___ Given records

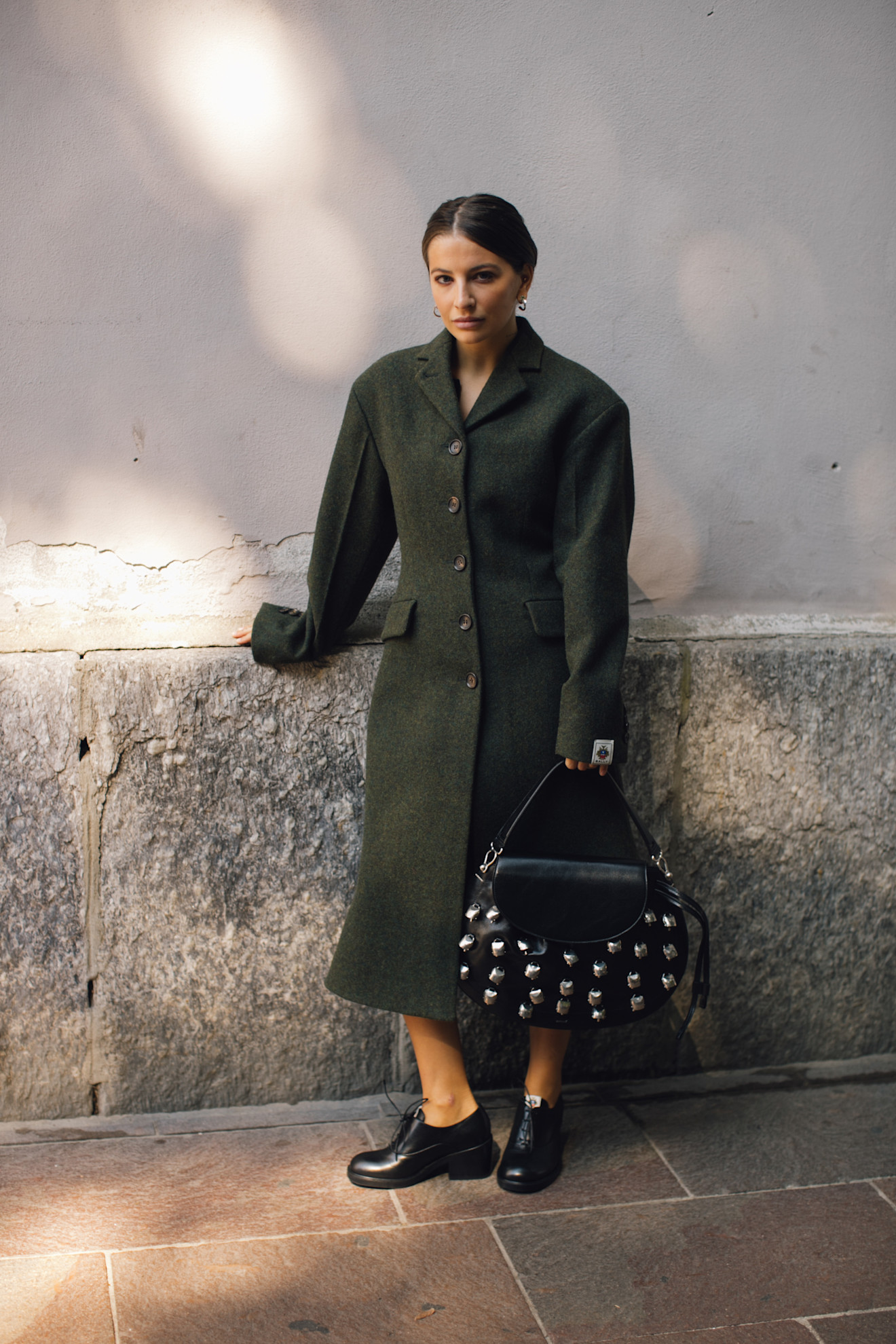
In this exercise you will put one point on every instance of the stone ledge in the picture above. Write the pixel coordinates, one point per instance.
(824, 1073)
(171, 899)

______
___ Given records

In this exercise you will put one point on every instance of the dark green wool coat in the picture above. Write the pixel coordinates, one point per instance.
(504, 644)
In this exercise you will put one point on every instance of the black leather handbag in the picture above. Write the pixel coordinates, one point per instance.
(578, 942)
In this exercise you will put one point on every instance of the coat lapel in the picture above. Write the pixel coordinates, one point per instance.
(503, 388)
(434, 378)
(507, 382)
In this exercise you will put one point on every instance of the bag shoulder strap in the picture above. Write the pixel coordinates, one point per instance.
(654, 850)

______

Count the lines in the entries above that contain the string "pixel", treating uppercase and lowercase as different, and give only the number.

◆ Task solution
5